| Work request |
The result should be every line that contains the word "rough", taken from the material.

*** Given entries ***

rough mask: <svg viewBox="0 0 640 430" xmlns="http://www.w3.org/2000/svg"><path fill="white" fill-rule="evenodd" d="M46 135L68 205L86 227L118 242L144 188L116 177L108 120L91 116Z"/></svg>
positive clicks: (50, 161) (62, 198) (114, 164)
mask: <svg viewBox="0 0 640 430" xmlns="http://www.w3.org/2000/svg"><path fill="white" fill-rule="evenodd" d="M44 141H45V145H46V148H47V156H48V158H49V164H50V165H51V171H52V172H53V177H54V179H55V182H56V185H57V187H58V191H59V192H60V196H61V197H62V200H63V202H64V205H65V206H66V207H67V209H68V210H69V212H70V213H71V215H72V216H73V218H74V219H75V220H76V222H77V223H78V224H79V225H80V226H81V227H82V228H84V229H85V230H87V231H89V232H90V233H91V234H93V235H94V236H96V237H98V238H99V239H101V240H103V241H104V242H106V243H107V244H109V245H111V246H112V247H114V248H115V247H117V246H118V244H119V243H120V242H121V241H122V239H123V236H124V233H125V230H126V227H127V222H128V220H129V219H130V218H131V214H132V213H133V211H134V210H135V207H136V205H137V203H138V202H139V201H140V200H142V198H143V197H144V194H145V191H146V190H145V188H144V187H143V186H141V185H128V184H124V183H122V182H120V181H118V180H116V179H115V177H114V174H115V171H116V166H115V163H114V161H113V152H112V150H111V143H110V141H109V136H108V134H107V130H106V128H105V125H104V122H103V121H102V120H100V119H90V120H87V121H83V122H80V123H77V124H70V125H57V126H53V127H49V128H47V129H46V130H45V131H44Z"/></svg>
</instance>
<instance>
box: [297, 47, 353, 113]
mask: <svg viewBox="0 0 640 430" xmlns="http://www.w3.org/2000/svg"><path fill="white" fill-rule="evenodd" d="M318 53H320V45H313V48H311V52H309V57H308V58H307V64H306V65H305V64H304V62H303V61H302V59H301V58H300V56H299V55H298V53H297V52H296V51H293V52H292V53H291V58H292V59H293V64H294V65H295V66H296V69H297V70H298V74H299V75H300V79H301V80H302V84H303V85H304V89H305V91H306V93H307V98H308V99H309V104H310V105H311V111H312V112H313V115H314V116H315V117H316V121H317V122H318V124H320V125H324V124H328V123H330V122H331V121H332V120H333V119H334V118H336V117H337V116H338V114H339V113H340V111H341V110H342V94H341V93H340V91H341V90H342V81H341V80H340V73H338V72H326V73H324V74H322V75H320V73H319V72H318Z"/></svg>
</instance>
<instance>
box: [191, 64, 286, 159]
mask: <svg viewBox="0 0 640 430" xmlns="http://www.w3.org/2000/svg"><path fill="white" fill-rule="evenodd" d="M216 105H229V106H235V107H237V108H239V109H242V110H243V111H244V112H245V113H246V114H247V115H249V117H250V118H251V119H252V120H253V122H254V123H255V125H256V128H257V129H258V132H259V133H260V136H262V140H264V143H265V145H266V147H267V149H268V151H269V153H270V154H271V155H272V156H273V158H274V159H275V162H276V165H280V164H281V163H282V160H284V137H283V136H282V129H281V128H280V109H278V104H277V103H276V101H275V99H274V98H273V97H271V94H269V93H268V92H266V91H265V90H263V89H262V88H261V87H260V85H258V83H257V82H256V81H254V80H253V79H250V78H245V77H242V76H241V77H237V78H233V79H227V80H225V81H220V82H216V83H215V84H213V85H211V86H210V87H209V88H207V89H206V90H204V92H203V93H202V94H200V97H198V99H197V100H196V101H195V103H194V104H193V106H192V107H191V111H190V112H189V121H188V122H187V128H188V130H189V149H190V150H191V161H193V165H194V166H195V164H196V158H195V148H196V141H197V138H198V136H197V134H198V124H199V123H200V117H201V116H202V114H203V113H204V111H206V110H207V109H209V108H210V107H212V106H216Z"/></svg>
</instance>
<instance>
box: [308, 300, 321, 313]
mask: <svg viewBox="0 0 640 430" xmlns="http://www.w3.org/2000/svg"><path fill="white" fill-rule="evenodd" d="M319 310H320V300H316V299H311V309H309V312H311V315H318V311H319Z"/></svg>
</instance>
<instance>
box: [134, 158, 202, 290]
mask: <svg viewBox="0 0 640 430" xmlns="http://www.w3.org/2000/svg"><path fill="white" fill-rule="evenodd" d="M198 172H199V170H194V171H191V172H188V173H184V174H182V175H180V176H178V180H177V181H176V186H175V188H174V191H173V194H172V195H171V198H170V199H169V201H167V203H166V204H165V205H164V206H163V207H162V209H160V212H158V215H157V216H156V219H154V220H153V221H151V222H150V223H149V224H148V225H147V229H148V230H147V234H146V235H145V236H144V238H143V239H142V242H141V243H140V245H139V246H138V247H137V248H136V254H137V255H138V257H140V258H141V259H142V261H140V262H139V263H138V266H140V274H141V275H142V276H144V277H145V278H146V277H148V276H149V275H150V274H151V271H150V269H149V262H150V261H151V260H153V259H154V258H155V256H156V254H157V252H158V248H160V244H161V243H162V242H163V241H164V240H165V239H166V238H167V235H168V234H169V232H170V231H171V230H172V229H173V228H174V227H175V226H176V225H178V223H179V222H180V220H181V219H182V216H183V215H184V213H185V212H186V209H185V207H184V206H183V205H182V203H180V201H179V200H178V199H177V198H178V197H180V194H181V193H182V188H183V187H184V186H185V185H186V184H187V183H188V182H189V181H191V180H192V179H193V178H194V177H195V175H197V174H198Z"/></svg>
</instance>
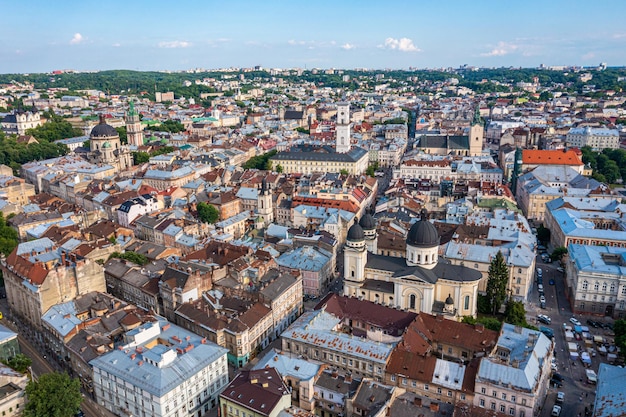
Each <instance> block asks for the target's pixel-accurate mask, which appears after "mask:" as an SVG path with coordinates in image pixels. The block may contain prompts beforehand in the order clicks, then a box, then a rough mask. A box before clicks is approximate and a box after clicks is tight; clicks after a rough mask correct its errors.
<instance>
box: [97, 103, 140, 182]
mask: <svg viewBox="0 0 626 417" xmlns="http://www.w3.org/2000/svg"><path fill="white" fill-rule="evenodd" d="M89 144H90V152H89V160H90V162H91V163H94V164H102V165H111V166H112V167H114V168H115V171H116V172H122V171H126V170H127V169H129V168H130V167H132V166H133V157H132V155H131V152H130V148H129V147H128V146H127V145H122V142H121V141H120V135H119V134H118V133H117V130H115V128H114V127H113V126H111V125H108V124H107V123H106V121H105V120H104V116H102V115H100V123H98V124H97V125H95V126H94V128H93V129H91V134H90V135H89Z"/></svg>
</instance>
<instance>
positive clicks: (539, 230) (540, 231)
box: [537, 224, 550, 243]
mask: <svg viewBox="0 0 626 417" xmlns="http://www.w3.org/2000/svg"><path fill="white" fill-rule="evenodd" d="M537 240H539V242H541V243H548V242H549V241H550V229H547V228H545V227H543V224H542V225H540V226H539V227H538V228H537Z"/></svg>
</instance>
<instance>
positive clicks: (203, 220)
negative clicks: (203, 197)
mask: <svg viewBox="0 0 626 417" xmlns="http://www.w3.org/2000/svg"><path fill="white" fill-rule="evenodd" d="M197 209H198V218H199V219H200V220H201V221H203V222H204V223H211V224H212V223H215V222H216V221H217V219H219V217H220V213H219V211H217V209H216V208H215V206H213V205H211V204H207V203H202V202H201V203H198V206H197Z"/></svg>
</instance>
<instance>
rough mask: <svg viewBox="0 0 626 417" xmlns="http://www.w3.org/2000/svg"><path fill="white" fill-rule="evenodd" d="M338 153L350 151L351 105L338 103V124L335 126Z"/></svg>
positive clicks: (337, 110)
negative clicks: (350, 106)
mask: <svg viewBox="0 0 626 417" xmlns="http://www.w3.org/2000/svg"><path fill="white" fill-rule="evenodd" d="M335 135H336V139H335V140H336V146H335V150H336V151H337V153H346V152H349V151H350V147H351V145H350V103H337V123H336V125H335Z"/></svg>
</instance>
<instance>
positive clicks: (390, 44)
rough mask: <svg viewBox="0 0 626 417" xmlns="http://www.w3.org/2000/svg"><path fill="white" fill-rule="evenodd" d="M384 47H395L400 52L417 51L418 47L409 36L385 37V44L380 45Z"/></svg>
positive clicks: (420, 49)
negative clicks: (401, 51)
mask: <svg viewBox="0 0 626 417" xmlns="http://www.w3.org/2000/svg"><path fill="white" fill-rule="evenodd" d="M381 47H382V48H385V49H397V50H398V51H402V52H419V51H420V50H421V49H419V48H418V47H417V46H415V44H414V43H413V41H412V40H411V39H409V38H400V39H395V38H387V39H385V44H384V45H382V46H381Z"/></svg>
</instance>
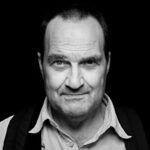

*** End of Given entries ***

| Solution to the problem |
rough mask: <svg viewBox="0 0 640 430" xmlns="http://www.w3.org/2000/svg"><path fill="white" fill-rule="evenodd" d="M46 135L68 205L86 227L118 242L144 188L116 177L108 120L91 116Z"/></svg>
Each <instance> block asks for the target's pixel-accurate mask, which appears after "mask:" as an SVG path with coordinates in image pixels. The block may contain prompts beforehand in the order clicks, then a box, then a rough mask. A box before clicks is approximate and a box after clicks is tight; clicks after a rough mask correct its errors.
rough mask: <svg viewBox="0 0 626 417" xmlns="http://www.w3.org/2000/svg"><path fill="white" fill-rule="evenodd" d="M338 153L350 151L351 105L338 103V124L335 126Z"/></svg>
rough mask: <svg viewBox="0 0 626 417" xmlns="http://www.w3.org/2000/svg"><path fill="white" fill-rule="evenodd" d="M384 47H395L400 52L417 51L418 47L409 36L385 37V44L380 45Z"/></svg>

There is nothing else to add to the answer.